**Problem requirements**. Quote the lines from the line holding "Could you point out the rolling" to the very end of the listing, exactly, and no others.
━━━━━ Data to process ━━━━━
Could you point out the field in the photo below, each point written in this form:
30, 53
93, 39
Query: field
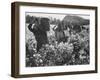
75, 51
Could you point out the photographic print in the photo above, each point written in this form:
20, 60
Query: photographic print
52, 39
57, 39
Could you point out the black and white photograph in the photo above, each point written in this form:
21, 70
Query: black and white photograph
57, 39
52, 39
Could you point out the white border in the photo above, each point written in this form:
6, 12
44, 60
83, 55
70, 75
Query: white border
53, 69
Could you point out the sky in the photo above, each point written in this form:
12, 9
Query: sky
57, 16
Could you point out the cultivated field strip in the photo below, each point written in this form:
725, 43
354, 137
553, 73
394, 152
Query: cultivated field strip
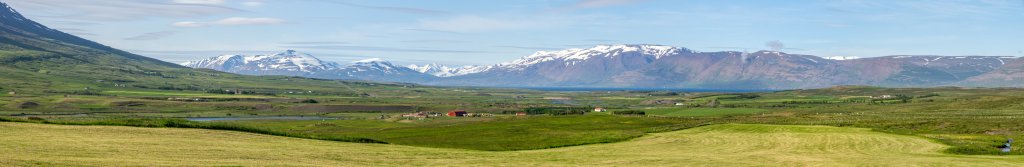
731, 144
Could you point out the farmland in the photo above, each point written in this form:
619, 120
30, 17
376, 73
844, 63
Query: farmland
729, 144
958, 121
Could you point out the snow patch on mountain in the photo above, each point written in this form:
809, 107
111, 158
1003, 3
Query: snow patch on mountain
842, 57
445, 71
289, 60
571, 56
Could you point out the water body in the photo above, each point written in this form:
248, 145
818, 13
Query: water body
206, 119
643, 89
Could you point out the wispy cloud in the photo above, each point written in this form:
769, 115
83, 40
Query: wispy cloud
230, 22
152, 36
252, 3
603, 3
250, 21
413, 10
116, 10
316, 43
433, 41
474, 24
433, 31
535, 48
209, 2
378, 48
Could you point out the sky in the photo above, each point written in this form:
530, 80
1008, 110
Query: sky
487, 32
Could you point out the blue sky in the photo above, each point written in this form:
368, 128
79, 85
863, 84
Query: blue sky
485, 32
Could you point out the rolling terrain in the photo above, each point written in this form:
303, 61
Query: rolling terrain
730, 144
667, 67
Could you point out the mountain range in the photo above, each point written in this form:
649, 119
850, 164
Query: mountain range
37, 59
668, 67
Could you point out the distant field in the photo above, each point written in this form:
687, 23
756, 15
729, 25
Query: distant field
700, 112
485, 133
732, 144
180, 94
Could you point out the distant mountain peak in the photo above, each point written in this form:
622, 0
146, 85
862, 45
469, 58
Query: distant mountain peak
━━━━━
**Solution below**.
Could you point out the rolling terrain in the photo above, each point written in this form:
303, 61
Query: rolling terrain
730, 144
667, 67
Could you point out the mountain range in the photo above, each point written in this form:
649, 119
850, 164
Query: mountain range
37, 59
668, 67
Could you point out the distant field in the photo above, each point written in this form:
687, 23
756, 15
729, 25
Query: distant field
700, 112
485, 133
732, 144
180, 94
Could you point out the distant mountain peak in the photo above, each point written in this form:
622, 0
146, 85
862, 45
469, 58
Query: distant mountain peak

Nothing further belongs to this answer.